_What this task involves:_
Return, unchanged, only the lines beginning with the one that contains "canopy, that would be most appreciated." and ending with the one that contains "[[[35,0],[2,0],[0,18],[10,27],[15,48],[21,48],[20,35],[29,20]]]", both included.

_Data supplied:_
%%
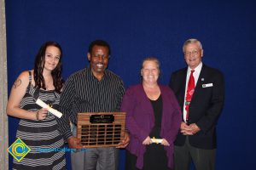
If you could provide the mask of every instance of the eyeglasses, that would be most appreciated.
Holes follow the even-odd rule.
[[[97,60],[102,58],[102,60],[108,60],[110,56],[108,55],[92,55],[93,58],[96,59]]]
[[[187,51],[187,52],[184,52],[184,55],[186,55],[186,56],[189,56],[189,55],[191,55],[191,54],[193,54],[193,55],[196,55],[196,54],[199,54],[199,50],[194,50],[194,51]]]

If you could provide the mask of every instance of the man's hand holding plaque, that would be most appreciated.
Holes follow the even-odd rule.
%%
%%
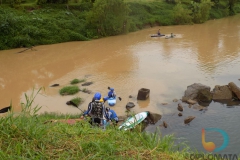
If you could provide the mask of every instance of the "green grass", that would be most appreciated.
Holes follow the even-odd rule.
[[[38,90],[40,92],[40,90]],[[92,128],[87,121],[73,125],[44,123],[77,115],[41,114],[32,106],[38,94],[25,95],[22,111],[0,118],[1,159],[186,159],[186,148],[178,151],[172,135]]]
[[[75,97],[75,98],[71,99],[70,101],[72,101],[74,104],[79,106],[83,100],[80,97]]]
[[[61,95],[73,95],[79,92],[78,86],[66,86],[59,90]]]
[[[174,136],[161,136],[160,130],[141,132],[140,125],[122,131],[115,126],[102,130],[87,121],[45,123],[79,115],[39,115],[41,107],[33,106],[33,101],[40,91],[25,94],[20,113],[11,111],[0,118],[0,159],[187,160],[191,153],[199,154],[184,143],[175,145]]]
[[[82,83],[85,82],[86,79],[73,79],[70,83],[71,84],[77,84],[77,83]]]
%%
%%
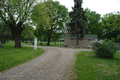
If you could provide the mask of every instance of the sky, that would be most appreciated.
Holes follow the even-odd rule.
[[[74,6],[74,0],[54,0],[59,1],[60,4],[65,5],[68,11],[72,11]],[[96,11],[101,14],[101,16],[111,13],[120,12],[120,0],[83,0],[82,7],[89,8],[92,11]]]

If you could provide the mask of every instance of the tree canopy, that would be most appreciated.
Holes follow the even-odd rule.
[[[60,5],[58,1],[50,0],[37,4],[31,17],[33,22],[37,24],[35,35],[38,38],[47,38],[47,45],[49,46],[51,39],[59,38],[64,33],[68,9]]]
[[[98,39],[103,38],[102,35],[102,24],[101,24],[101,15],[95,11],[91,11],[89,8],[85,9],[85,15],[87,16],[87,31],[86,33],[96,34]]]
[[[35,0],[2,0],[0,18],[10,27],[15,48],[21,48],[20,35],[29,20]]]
%%
_Answer below:_
If you could provide the mask of every instance of the tree canopy, that would be most appreciated.
Holes follow the even-odd rule.
[[[60,5],[58,1],[50,0],[37,4],[31,17],[33,22],[37,24],[35,35],[38,38],[47,38],[47,45],[49,46],[51,39],[59,38],[64,33],[68,9]]]
[[[98,39],[103,38],[102,35],[102,24],[101,24],[101,15],[95,11],[91,11],[89,8],[85,9],[85,15],[87,16],[87,31],[86,33],[96,34]]]
[[[35,0],[2,0],[0,18],[10,27],[15,48],[21,48],[20,35],[29,20]]]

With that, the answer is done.